## QUÉ SE PIDE
- 1) Por favor, reproduce del relato de la endoscopía todo lo que va desde "Pasé una noche" hasta "ir a trabajar.".
- 2) Prosigue el relato de la endoscopía a partir de su última oración.

═════ FRAGMENTO

El desayuno tardío en el bufé del subsuelo me sabe como nunca a gloria. Nada raro, tampoco caprichoso, más común imposible, un vulgar café con leche en tasa blanca de losa y un par de medialunas dulces. Sucede que cuando solo han transcurrido veinte minutos desde que volví de la anestesia y después de casi veinticuatro horas sin ingerir un sólido, eso y corretear alegremente por el paraíso son cosas, para mí, bastante emparentadas. No voy a exagerar diciendo que me hizo recordar a cuando Ari y Jackie Onassis vinieron a cenar conmigo en Maxim′s de Paris, pero…

Pasé una noche no de las mejores. La cefalea periódica que me persigue desde hace muchos años se me instaló apenas cayó el sol y cuando ya había avanzado un largo trecho con toda la liturgia de la preparación. Los músculos de la nuca, duros como un garrote, apenas me permitieron dormitar. Aprehensión pre endoscopía -algo a lo que pocos pueden escaparle- y malhumor y falta de paciencia -características de las que no carezco- hicieron el combo perfecto para que Kiki no tuviera su mañana más fácil.

– ¿Por qué te fuiste al medio de la calle? Le vamos a hacer mierda el auto al vecino – mi primer comentario camino al hospital.

– ¡¡¡Gordo!!!, hace cincuenta y nueve años que manejo…y veinte que saco el auto todos los días de la cochera para ir a trabajar.

– ¡¡¡Tenías que doblar ahí, tenemos que ir por siete hasta treinta y cinco!!! – mi segunda intervención al cruzar la avenida. Quizás algo vehemente, hay que reconocerlo.

– ¡Voy por ocho! ¡lo llevé seis años al colegio a Juli! ¡Dejame que vaya por donde se me antoja! La contestación tampoco podría inscribirse entre las más amables.

══════════
═════ DATOS DE ORIGEN

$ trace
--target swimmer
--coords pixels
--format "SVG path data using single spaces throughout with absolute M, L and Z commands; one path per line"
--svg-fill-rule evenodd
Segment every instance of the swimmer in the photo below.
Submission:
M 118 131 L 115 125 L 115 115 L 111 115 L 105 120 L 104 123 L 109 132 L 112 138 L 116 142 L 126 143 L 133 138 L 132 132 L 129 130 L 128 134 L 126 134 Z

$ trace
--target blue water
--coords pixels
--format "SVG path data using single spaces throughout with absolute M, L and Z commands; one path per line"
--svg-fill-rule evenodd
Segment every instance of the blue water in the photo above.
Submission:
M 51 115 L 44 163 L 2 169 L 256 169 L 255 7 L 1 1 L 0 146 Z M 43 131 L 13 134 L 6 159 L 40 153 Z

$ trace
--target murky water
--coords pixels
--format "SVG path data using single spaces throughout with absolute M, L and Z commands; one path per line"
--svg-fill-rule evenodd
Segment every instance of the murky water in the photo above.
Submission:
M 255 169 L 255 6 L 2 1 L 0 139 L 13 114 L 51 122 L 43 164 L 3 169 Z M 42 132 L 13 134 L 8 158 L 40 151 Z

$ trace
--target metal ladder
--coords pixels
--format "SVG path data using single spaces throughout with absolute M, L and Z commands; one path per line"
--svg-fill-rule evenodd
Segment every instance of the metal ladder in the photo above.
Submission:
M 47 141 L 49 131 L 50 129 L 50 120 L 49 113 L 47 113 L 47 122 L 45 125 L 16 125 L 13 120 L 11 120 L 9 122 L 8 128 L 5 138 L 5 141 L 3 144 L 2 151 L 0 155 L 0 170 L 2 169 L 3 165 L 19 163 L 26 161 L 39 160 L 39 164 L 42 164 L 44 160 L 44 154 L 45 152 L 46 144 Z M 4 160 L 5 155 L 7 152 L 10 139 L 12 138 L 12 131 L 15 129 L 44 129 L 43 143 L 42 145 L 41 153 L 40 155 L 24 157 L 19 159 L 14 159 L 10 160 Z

══════════

## RESPUESTAS EN ORDEN
- 1)
Pasé una noche no de las mejores. La cefalea periódica que me persigue desde hace muchos años se me instaló apenas cayó el sol y cuando ya había avanzado un largo trecho con toda la liturgia de la preparación. Los músculos de la nuca, duros como un garrote, apenas me permitieron dormitar. Aprehensión pre endoscopía -algo a lo que pocos pueden escaparle- y malhumor y falta de paciencia -características de las que no carezco- hicieron el combo perfecto para que Kiki no tuviera su mañana más fácil.

– ¿Por qué te fuiste al medio de la calle? Le vamos a hacer mierda el auto al vecino – mi primer comentario camino al hospital.

– ¡¡¡Gordo!!!, hace cincuenta y nueve años que manejo…y veinte que saco el auto todos los días de la cochera para ir a trabajar.

- 2)
– ¿Qué parte del derecho te perdiste?, ¿esa que prescribe estar siempre del lado del más débil, del más desprotegido? – me animo casi en un susurro, inaudible, musitado entre dientes, por temor al sopapo.

Unos minutos apenas han pasado para convertirme en un mísero ovillo malamente exhibido sobre una fría camilla de hospital.  Conservo solo un par de zoquetes de algodón mientras un minúsculo camisolín disimula, con muchísima dificultad, mi humanidad desnuda. Colocación de vía endovenosa, preguntas de rutina del anestesiólogo y preparación de la medicación suceden a la velocidad del rayo. Yo permanezco ahí, quietito, expuesto, tan indefenso como atribulado. Una asistente alta, rubia, simpática y amable, bastante mona aunque mucho más distante de lo que yo encontraría deseable, mantiene custodiada toda mi retaguardia.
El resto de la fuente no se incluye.